Answer these questions using the film review below.
1. Who directed the film?
2. Which film does the reviewer name as a second-favorite Bigfoot movie?
3. On which British list was the film included?

• [Page]
....

The Film: Night of the Demon
The Principles: Michael Cutt, Joy Allen, Bob Collins, Rick Fields and Melanie Graham. Directed by James C. Wasson.
The Premise: Professor Nugent takes his college students on a camping field trip to a remote mountain area where a psychotic Bigfoot has been going on a killing spree. They witness a black magic ritual and soon unravel the horrifying truth about the creature and his mutant offspring… but are they too late?
Is it any good: It’s a so-bad-it’s-good exploitation epic that truly delivers and I consider it to be the greatest Bigfoot movie ever made. There were many. It seems like back in the seventies you couldn’t shake your dick without hitting a Bigfoot movie on the chin. There was an entire sub-genre of horror based on the mysterious monster, as well as a few cheap documentaries and a guest appearance on T.V.’s The Six Million Dollar Man. Bigfoot was all the rage! The drive-ins were flooded with movies featuring the elusive man-beast that included: Creature from Black Lake, Sasquatch: The Legend of Bigfoot, The Legend of Boggy Creek and my second favorite Bigfoot movie, Shriek of the Mutilated. Yes, Bigfoot was a rising cinematic star. The Loch Ness monster was supposedly very jealous of all his press.
Why is Night of the Demon the greatest of all Bigfoot movies? Because the Bigfoot in question is insanely pissed-off and commits some of the most atrocious murders I’ve ever seen before. It’s like a Sasquatch-slasher film and the body count is huge! First, the violent Yeti tears a fisherman’s arm off. He then attacks a nude couple in a van having sex, mauling the guy while the girl drops dead of fright. Next he twirls a camper in a sleeping bag through the air like a lasso, then releasing him to be impaled on a sharp wooden tree branch. In one of the most gruesome (for me) and notorious murders, a biker pulls over to the side of the road to smoke a joint and take a leak. Bigfoot jumps out of the woods and rips off his dick! It’s extremely graphic in a manner that you just don’t see anymore. Wait, there’s also a kill where the Bigfoot uses a lumberjack’s own axe to chop him to pieces with. That’s right, Bigfoot using an axe! Digest that! But without a doubt, the most gonzo Bigfoot murder in the entire movie is what fans refer to as: the Girl Scout sequence. It involves two pretty young Girl Scouts (both played by women that are clearly in their twenties) who are walking through the woods with their hunting knives out in hopes of obtaining a merit badge for something. The crazed Yeti clangs them both together like a pair of cymbals until they stab each other to death with their own drawn blades. It’s the single weirdest and most original kill ever committed to screen in my opinion:
The finale includes a devastating slow-motion mass murder in which the surviving group of students is attacked in an old cabin and each one is brutally killed in a different method by the rampaging Sasquatch:
It is one of the many films to be included in Britain’s notorious Video Nasties list and subsequently banned from viewing in the U.K. due to violence. This is a B-movie where the cheapness of the production value actually adds to the film’s aesthetic by making the murders seem somewhat realistic, no matter how outrageous they are. There are a lot of long, extended takes of extreme gore that really give it a gritty, filthy quality that’s quite refreshing. The pre-credits kill-scene features an artful shot of a severed arm stump spurting a puddle of blood into the monster’s footprint that’s pretty sublime.

....

• [Given data]
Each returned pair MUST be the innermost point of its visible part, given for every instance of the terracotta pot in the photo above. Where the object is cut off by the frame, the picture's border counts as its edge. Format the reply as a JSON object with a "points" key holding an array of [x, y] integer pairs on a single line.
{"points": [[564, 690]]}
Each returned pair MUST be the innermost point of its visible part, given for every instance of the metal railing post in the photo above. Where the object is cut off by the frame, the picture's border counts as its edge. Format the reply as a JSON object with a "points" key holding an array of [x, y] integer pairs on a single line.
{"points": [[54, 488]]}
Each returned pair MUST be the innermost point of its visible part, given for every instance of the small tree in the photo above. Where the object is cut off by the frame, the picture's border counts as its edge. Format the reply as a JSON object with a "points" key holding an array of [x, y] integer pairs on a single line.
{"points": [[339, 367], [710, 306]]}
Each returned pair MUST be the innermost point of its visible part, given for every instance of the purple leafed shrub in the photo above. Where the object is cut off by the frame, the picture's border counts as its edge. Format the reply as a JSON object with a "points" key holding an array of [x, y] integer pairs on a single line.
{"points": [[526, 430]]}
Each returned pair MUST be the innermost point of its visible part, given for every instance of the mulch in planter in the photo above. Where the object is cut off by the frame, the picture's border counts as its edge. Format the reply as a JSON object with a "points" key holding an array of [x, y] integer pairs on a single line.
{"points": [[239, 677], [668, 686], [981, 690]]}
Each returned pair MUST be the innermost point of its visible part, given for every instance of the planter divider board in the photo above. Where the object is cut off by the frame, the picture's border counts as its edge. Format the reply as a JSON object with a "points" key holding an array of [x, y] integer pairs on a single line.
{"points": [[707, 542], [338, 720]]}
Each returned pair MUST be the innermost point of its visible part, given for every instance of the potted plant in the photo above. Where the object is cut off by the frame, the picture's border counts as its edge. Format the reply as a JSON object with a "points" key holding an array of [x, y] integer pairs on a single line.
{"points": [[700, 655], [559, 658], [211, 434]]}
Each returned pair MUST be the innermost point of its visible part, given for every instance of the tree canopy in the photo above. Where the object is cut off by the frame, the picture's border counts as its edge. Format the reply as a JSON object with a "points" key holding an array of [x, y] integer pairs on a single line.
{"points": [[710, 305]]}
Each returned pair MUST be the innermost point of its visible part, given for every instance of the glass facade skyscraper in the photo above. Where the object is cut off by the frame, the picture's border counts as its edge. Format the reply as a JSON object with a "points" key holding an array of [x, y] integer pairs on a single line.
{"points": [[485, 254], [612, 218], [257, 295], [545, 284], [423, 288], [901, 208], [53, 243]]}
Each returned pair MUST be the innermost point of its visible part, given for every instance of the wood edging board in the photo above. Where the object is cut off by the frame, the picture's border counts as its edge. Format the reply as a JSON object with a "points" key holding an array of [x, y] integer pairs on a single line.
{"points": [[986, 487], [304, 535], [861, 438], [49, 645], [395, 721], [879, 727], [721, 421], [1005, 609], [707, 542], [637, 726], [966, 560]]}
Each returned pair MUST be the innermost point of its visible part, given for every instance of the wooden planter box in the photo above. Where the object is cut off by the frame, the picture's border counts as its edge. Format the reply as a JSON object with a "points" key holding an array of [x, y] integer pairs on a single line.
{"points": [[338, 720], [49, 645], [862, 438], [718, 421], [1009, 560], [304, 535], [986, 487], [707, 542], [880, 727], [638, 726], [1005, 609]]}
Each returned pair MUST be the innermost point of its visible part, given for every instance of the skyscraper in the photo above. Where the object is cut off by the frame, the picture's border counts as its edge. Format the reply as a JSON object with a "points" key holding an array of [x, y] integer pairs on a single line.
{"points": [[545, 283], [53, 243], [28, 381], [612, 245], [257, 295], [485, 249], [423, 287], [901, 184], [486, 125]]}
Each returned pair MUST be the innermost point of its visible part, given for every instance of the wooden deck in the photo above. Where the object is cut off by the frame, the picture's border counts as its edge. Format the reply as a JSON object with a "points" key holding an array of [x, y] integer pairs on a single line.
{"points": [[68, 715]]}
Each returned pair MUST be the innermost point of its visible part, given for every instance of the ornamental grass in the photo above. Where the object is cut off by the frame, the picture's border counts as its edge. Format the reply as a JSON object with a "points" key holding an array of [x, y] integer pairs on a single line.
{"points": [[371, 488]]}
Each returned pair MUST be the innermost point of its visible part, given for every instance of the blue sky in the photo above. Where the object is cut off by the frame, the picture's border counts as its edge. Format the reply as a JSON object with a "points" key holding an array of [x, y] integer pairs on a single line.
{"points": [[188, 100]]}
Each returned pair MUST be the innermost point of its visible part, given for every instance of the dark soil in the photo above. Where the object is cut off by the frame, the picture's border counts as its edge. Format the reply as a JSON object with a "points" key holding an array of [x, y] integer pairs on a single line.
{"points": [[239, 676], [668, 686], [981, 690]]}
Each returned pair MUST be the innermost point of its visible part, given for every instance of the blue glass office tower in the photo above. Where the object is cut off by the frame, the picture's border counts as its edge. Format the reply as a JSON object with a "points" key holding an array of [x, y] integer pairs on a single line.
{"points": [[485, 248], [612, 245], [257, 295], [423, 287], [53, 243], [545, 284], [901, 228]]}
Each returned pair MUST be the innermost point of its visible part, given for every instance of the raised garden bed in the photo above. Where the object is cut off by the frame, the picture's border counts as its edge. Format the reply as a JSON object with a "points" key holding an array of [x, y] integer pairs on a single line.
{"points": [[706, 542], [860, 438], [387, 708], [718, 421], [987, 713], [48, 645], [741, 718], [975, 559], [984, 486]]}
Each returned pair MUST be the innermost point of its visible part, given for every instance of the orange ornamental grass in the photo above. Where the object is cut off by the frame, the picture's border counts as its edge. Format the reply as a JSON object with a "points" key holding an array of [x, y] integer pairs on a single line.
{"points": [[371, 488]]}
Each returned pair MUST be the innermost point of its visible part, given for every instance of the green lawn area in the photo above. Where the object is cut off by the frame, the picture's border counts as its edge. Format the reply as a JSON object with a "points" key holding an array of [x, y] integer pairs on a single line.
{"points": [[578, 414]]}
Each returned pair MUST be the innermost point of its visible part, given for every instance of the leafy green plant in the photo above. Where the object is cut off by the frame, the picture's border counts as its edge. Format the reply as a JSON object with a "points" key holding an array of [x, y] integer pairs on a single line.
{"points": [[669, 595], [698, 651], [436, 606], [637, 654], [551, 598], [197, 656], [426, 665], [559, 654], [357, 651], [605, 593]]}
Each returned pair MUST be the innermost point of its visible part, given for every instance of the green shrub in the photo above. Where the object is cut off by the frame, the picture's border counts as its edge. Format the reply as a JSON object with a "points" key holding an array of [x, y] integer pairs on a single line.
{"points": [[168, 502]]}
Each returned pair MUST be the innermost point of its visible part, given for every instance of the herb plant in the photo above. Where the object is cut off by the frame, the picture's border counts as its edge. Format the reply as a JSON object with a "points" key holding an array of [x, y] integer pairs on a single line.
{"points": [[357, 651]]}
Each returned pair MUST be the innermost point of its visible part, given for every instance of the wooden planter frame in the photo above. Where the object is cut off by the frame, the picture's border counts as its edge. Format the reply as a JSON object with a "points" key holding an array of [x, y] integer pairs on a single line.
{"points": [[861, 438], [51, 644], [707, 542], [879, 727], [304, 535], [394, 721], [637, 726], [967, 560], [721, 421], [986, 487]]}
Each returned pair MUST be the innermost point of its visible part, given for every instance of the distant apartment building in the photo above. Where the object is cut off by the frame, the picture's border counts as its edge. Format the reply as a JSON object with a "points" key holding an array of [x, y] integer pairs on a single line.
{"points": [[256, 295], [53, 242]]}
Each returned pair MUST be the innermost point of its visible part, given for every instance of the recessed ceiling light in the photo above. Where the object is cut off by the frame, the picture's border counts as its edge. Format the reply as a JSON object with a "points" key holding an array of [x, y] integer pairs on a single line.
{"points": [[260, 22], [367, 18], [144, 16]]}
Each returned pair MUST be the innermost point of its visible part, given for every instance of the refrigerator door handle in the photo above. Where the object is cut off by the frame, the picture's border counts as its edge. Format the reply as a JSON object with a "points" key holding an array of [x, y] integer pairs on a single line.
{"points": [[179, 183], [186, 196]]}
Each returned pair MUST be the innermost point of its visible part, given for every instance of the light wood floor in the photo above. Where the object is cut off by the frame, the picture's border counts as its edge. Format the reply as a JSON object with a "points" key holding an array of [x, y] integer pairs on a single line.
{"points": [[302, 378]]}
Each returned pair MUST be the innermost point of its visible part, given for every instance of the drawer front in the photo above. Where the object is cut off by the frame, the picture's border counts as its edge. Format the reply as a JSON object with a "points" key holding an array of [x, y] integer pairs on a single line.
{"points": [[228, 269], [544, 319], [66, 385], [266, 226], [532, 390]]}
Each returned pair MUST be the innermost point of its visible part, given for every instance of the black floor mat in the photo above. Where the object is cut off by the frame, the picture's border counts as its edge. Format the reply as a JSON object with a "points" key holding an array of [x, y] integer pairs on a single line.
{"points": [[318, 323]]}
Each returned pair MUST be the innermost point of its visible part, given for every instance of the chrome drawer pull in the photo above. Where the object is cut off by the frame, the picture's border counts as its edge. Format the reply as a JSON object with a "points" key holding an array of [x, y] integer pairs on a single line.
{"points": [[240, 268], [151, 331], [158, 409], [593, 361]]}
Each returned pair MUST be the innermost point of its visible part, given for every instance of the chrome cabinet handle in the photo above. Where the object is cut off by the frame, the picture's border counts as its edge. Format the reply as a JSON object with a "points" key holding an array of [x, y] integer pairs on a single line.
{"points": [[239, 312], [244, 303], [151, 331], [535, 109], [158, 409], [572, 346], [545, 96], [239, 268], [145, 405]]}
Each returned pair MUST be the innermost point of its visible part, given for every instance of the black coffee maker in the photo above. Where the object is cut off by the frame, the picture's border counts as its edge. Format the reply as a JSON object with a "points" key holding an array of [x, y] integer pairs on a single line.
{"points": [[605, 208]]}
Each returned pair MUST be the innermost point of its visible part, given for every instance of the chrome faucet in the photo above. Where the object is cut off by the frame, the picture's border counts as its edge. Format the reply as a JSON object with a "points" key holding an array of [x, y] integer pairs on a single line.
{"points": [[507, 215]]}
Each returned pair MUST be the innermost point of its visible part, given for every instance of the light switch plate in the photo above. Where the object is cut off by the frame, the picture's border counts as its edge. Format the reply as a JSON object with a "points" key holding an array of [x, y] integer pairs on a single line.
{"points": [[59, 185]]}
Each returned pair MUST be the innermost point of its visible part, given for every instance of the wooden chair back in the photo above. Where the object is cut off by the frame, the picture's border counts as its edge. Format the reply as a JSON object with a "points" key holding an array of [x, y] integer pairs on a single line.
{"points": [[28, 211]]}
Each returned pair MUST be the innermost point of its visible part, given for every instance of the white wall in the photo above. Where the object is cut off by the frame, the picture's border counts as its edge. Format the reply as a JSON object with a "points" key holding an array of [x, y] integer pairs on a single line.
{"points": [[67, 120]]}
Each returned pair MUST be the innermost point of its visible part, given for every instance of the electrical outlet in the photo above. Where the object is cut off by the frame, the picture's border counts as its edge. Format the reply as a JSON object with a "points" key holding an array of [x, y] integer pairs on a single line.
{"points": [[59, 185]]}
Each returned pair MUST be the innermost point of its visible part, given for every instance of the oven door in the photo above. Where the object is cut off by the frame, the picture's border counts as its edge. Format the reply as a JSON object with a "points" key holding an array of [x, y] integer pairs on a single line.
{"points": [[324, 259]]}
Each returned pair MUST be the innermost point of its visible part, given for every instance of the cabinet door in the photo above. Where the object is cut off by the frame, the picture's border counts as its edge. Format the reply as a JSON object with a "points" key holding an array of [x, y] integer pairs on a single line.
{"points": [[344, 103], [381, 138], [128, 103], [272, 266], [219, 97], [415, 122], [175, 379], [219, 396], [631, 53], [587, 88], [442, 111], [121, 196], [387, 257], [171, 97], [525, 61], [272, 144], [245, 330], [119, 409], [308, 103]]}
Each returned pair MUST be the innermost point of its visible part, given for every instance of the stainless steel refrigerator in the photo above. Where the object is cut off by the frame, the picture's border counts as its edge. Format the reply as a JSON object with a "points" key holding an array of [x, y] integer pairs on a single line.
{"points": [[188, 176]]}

....

• [Solution for this exercise]
1. James C. Wasson
2. Shriek of the Mutilated
3. The Video Nasties list